### Document passage:
Connect to a pre-existing remote server
Communicate with a server generated from another Sun WorkShop Visual design.


Receiving Data

For applications generated with Internet Smart Code you will need to provide a Receive Handler. Sun WorkShop Visual gives you a pointer to any data returned, but it is up to you to handle that data. Data handlers are part of the Customize dialog and described in "Customizing the Server Connection" on page 516. To make use of the data returned, Sun WorkShop Visual provides a library which allows you to express an interest in particular features of the input stream and then "pick out" these features as they arrive. This is described in "Extracting Information from HTML Data" on page 546.

You can either process the data as a stream or you can use the InputData class or object Sun WorkShop Visual provides to access it through the getData() and getSize() methods. This is particularly useful if you are downloading data to send to a display widget - for example, a gif or jpeg image. For C code, the InputData object is a data structure. For C++ and Java it is a class. See the online reference material for details of InputData by opening this file in an HTML browser and following the appropriate links:

$VISUROOT/lib/locale/<YourLocale>/sc/index.html

where VISUROOT is the install directory of your Sun WorkShop Visual and <YourLocale> is the locale you are using.

For a simple example of how to process incoming data, generate code from your design after setting up an Internet Smart Code callback with the "Go Live" toggle set which uses the "@<widgetname>" shorthand notation as the Receive Handler. This is exactly what you will do in "Simple Internet Smart Code Tutorial" on page 540 below.


Communication Protocol

Sun WorkShop Visual assumes, if you have chosen "Internet" Smart Code, that you are fetching data from a location on the Internet and therefore uses the GET HTTP protocol. If you override the send handler by specifying a function name for it in the Customize dialog, Sun WorkShop Visual uses the POST protocol.


Simple Internet Smart Code Tutorial

This example introduces you simply and quickly to Internet Smart Code. It connects to a real Web site and downloads data from it. You will see this happening both within Sun WorkShop Visual, using "Go Live", and in your generated application.

In order to get you familiar with the use of Internet Smart Code quickly, this example does not attempt to parse the returned data. Parsing of HTML is described in "Extracting Information from HTML Data" on page 546.


Note - This tutorial shows you how to connect to a remote server, so make sure you are working from a computer configured to do this.
  1. Create a hierarchy containing the widgets shown in Figure 18-2.
  These are: application shell->form->{button, scrolled text}.

FIGURE  18-2 Hierarchy for Internet Tutorial

  2. In the Layout Editor, attach the scrolled text widget to the bottom and right edges of the form so that it resizes when the window is resized.

### Dataset rows:
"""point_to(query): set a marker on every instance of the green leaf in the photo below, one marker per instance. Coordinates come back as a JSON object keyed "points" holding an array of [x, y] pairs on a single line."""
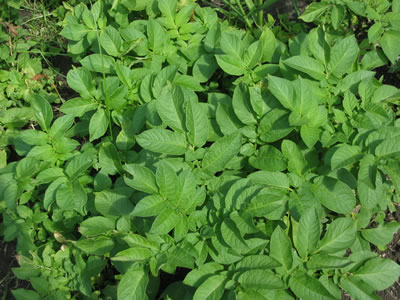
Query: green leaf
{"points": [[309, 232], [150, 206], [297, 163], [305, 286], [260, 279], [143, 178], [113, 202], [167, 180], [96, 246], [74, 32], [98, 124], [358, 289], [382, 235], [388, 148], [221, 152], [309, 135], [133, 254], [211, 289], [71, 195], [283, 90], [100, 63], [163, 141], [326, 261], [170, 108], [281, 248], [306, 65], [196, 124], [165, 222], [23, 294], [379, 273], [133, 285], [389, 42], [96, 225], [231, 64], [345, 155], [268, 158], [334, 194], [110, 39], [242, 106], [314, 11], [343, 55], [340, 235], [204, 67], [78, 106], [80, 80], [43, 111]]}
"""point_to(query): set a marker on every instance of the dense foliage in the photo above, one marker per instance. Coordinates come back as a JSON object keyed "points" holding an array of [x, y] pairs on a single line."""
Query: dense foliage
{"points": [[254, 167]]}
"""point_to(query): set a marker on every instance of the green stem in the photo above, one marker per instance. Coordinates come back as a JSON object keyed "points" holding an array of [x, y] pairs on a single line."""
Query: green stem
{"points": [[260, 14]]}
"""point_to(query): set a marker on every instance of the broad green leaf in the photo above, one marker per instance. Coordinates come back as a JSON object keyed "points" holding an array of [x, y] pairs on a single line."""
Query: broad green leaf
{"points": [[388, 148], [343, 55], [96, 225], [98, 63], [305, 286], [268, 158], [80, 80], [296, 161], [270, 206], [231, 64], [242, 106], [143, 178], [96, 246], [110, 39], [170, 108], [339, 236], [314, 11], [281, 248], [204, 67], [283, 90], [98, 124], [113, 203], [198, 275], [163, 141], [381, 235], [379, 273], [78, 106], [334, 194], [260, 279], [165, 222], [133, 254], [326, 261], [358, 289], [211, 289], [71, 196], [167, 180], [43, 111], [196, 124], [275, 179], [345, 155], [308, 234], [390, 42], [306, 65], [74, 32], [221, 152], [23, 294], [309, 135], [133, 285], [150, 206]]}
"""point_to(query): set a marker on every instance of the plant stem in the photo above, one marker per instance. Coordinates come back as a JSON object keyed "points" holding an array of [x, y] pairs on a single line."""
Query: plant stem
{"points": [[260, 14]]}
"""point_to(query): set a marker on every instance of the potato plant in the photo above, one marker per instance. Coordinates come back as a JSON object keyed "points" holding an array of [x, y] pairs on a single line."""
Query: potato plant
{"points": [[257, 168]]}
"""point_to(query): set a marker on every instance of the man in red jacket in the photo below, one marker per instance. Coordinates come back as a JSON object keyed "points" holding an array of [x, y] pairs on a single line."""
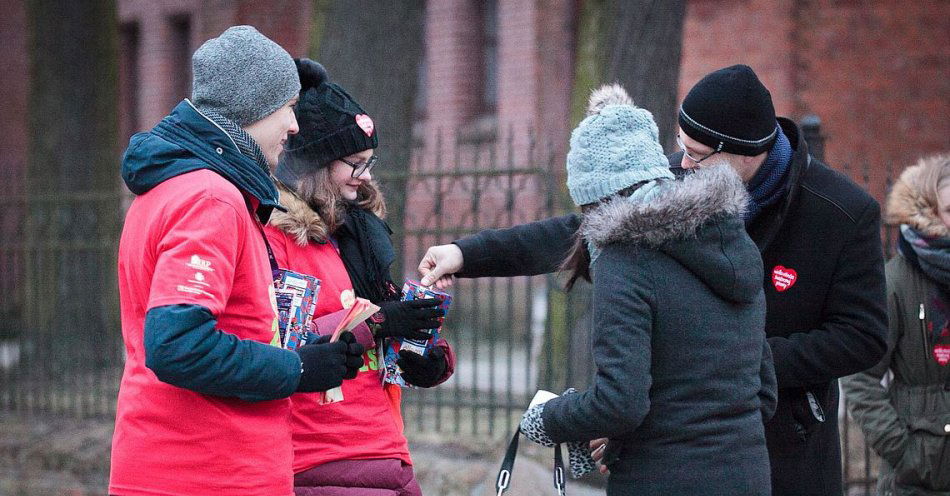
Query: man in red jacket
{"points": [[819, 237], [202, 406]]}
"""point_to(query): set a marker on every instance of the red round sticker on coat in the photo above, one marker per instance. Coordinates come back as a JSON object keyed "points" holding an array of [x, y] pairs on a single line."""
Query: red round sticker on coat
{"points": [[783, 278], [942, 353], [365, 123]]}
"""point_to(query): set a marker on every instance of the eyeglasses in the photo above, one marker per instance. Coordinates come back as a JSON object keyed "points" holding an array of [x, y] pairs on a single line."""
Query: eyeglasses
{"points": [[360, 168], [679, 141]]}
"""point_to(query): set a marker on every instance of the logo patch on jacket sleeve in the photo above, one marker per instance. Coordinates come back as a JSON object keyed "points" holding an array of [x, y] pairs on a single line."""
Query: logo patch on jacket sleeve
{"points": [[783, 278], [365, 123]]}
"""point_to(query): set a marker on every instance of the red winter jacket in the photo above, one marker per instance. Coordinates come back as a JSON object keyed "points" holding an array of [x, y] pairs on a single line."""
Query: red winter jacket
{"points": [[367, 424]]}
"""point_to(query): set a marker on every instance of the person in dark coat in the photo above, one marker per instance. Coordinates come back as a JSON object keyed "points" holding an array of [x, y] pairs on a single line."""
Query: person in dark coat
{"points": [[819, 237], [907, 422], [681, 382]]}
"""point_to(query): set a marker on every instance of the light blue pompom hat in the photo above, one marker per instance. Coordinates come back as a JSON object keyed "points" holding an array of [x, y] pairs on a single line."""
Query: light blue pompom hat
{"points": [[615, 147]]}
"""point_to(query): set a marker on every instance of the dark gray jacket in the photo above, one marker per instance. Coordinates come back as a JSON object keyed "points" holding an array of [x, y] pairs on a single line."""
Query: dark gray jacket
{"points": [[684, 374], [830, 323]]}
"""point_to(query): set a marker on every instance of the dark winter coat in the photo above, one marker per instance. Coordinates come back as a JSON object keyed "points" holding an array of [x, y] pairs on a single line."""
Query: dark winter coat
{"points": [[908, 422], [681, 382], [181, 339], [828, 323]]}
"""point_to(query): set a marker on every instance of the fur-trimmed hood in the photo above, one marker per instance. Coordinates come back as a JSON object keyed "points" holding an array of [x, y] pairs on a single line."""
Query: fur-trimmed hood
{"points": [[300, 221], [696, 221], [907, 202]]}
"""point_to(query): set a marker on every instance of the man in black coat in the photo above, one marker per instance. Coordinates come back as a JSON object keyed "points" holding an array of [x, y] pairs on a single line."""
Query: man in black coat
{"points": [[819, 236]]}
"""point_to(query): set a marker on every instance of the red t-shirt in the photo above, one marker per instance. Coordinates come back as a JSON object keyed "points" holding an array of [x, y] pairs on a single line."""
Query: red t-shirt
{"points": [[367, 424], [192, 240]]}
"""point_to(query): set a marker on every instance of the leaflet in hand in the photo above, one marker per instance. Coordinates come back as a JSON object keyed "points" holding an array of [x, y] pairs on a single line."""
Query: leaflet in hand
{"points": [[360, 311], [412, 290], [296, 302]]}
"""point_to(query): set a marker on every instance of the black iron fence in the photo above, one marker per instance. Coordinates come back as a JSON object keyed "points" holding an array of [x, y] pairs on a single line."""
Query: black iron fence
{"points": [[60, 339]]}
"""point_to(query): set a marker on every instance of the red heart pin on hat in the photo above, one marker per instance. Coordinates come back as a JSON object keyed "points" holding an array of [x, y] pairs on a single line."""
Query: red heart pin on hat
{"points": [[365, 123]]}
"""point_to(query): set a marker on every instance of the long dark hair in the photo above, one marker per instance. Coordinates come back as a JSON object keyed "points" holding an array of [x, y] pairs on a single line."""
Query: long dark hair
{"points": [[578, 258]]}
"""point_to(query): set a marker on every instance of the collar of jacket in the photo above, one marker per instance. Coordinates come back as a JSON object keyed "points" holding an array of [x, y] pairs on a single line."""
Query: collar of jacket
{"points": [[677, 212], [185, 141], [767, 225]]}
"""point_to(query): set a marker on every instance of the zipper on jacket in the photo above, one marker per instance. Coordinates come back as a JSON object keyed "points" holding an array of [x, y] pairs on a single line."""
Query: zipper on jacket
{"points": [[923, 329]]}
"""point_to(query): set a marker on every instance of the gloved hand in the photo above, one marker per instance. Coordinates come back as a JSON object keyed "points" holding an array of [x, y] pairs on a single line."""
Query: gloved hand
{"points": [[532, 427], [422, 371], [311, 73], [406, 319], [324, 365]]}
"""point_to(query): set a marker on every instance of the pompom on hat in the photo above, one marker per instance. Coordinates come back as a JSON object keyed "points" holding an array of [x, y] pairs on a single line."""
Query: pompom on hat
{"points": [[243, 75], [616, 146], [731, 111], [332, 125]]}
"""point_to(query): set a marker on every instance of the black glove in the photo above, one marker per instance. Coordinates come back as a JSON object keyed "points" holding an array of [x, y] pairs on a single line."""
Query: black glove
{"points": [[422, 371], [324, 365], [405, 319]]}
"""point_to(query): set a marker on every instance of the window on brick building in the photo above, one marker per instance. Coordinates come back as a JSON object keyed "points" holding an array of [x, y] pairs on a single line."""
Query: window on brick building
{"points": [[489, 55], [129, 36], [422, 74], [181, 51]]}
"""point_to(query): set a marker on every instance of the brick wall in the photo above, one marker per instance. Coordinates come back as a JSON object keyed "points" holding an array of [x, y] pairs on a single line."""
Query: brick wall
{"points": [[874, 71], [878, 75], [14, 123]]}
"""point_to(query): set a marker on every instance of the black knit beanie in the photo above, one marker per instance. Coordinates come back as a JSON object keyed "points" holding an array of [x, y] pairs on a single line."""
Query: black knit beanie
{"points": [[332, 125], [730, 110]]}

### Short exercise:
According to the Internet Smart Code passage, why does Sun WorkShop Visual use the GET HTTP protocol when "Internet" Smart Code is chosen? Answer in one to three sentences. The entries aren't needed for this work.

### Answer:
It assumes that choosing "Internet" Smart Code means you are fetching data from a location on the Internet, so it uses GET. If you override the send handler by naming a function for it in the Customize dialog, it uses POST instead.